* INSTRUCTION: Collect each line in the listing below that contains the string "jacket", and copy those lines unchanged.

[Entries from a data source]
[BEGIN]
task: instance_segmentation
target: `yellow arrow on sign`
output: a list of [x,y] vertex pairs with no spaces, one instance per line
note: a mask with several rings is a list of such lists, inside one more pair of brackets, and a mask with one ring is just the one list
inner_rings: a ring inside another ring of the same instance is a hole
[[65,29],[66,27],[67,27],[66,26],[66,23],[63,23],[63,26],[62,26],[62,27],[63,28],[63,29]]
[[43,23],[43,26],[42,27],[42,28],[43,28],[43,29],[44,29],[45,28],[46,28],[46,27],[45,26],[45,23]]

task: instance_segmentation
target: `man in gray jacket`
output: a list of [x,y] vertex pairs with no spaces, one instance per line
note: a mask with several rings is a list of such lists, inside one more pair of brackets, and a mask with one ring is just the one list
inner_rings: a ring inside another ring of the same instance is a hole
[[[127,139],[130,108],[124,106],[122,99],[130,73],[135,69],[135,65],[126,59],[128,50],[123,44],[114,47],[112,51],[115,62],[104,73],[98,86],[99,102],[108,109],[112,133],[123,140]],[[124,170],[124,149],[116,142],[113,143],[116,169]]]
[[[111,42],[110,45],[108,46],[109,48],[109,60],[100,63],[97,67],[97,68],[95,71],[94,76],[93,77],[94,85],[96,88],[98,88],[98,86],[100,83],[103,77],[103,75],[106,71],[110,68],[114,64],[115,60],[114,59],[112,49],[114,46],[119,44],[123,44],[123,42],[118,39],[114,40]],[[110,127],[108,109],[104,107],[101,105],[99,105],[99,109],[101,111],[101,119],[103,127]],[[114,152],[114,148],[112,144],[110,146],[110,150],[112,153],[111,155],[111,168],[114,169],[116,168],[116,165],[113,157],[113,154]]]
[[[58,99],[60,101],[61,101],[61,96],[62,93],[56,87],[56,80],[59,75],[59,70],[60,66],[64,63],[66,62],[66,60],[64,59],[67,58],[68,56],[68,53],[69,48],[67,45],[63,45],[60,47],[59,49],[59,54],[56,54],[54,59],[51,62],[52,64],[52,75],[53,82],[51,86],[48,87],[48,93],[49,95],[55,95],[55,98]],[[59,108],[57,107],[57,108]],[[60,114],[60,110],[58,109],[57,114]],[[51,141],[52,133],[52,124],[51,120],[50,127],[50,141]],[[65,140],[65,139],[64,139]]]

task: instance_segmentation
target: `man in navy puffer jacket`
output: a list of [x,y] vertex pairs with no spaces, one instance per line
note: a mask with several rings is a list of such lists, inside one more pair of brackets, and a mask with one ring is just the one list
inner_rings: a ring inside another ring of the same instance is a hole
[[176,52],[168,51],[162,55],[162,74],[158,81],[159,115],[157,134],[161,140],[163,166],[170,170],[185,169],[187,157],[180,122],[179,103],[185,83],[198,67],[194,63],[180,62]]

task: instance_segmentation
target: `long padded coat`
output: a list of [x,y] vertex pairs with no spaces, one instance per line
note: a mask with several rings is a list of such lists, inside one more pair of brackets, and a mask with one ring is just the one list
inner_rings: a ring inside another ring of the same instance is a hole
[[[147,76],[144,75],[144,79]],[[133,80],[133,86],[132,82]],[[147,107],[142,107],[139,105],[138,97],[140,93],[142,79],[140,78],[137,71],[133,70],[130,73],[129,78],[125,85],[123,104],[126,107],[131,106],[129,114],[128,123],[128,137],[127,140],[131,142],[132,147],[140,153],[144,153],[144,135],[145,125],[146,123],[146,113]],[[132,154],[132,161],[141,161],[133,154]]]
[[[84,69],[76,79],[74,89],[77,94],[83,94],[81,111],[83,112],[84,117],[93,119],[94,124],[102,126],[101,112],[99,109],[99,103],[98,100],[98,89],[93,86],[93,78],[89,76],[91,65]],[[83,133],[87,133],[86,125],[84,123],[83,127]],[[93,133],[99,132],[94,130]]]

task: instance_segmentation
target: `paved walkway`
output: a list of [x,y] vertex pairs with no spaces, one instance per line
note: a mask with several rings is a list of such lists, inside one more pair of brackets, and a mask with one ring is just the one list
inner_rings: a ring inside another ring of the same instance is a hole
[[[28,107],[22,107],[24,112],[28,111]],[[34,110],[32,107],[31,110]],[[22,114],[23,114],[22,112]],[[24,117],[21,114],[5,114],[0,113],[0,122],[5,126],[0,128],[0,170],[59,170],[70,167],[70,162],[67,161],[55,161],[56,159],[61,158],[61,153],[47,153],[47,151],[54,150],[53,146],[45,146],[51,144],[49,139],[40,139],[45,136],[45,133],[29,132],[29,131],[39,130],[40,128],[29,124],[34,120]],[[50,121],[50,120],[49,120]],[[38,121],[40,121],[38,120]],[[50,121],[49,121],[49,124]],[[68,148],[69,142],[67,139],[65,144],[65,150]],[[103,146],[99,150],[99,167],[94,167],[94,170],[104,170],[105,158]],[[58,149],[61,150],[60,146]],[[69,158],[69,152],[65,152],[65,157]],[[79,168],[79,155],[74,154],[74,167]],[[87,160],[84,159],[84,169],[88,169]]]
[END]
* RESPONSE TO THIS TASK:
target: `man in gray jacket`
target: `man in navy puffer jacket`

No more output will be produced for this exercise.